TEXTE FOURNI>
+ + + + +

Le héros du livre et du film Maurice, prenait une décision radicale : celle de s'assumer. Celui de Grande École ne sait pas (ne veut pas ?) prendre cette décision, tout comme le film qui ne sait pas (ne veut pas ?) s'assumer comme tel.
Pour terminer, Robert Salis est le réalisateur de l'inénarrable documentaire sur le naturisme Vivre Nu – À la recherche du paradis perdu. Son dernier film, Grande École, est terminé depuis longtemps mais a peiné afin de trouver un distributeur et une fenêtre de sortie.
Grande École est sorti en DVD chez Optimale.


L’avis de Polo :
Une grosse déception que ce film qui aborde pourtant l’homosexualité d’une manière assez originale à travers la vie d’un groupe d’étudiants en grande école, promis à un avenir professionnel radieux.
Des textes qui ne sont pas sans rappeler les classiques du théâtre que nous avons tous étudiés au lycée mais qui, à l’instar de séries comme celle très célèbre du nom de Dawson’s Creek, sont parfois difficiles à imaginer dans la bouche de protagonistes aussi jeunes. Bref, un texte bien trop littéraire qui nous permet de ne pas oublier une seconde que ce film est l’adaptation d’une pièce de théâtre, ajoutant de la difficulté à la compréhension de ce scénario parfois pesant. La trame de fond reste limpide mais ce sont tous ces petits dialogues parallèles qui paraissent confus car inadaptés aux personnages.
Il ne suffit pas de montrer quelques corps masculins nus ou à demi nus pour faire d’un film « gay themed » un bon film. Il n’en demeure pas moins que cette petite touche sympathique reste un des attraits principaux de ce film dans lequel on se réjouit de revoir l’acteur Salim Kechiouche, que nous avons déjà pu suivre avec beaucoup de plaisir lors de son apparition dans le film Les Amants criminels de François Ozon ou plus récemment dans Le Clan de Gaël Morel.
Contrairement à d’autres sentiments dont on ressent moins la sincérité à travers leurs jeux, les acteurs, réussissent parfois à faire passer la sensualité de certaines scènes, malgré un texte ne leur permettant pas vraiment de s’exprimer en étant très crédibles mais il n’en reste pas moins que leur jeu est souvent plat ce qui rend certains passages plutôt désagréables.
Le thème était pourtant intéressant : Exprimer le contraste que l’on peut trouver dans ces très grandes écoles entre les certitudes de futurs dirigeants et les doutes qu’on peut avoir à un âge où tout se bouscule facilement.
Les deux points positifs de ce film restent à mon avis la nature des sentiments troubles que peut avoir le personnage principal pour son colocataire mais surtout la touche de fraîcheur apportée une fois de plus par Salim Kechiouche qui mériterait qu’on lui offre sa chance d’avoir son premier rôle.

+ + + + +

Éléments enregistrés
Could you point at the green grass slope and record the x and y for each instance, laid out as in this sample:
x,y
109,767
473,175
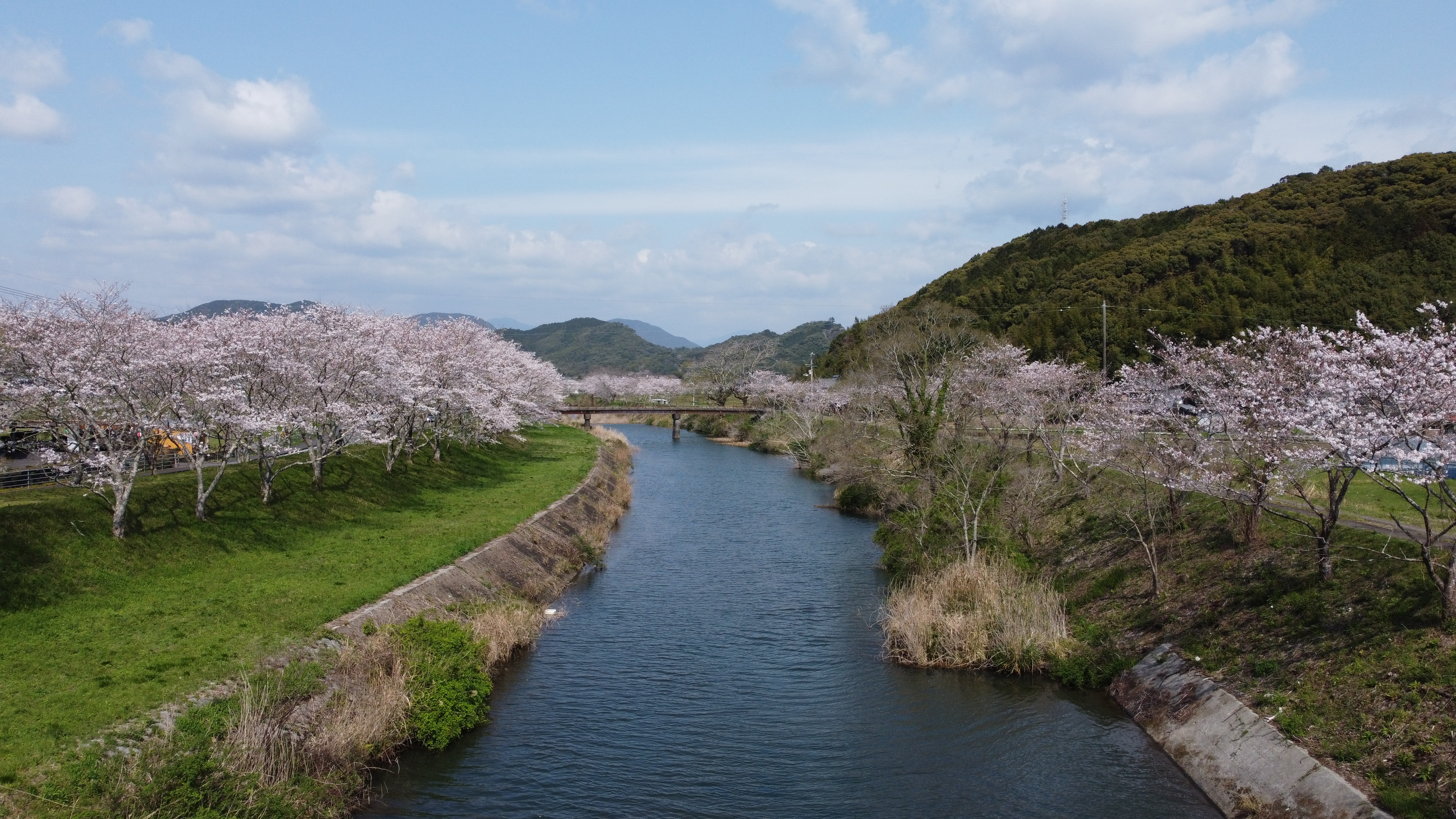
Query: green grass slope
x,y
582,346
1310,250
95,630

+ + + + +

DÉTAIL DE L'EXERCICE> Réécrivez sous forme de liste concise le paragraphe de la critique de Grande École qui commence par « Des textes qui ne sont pas sans rappeler », en gardant ses faits principaux.

TÂCHE RÉALISÉE>
- Les textes rappellent les classiques du théâtre étudiés au lycée.
- Comme dans Dawson's Creek, on les imagine mal dans la bouche de personnages aussi jeunes.
- Le texte, trop littéraire, rappelle sans cesse que le film adapte une pièce de théâtre et rend plus difficile la compréhension d'un scénario parfois pesant.
- La trame de fond reste limpide, mais les petits dialogues parallèles paraissent confus, car ils ne conviennent pas aux personnages.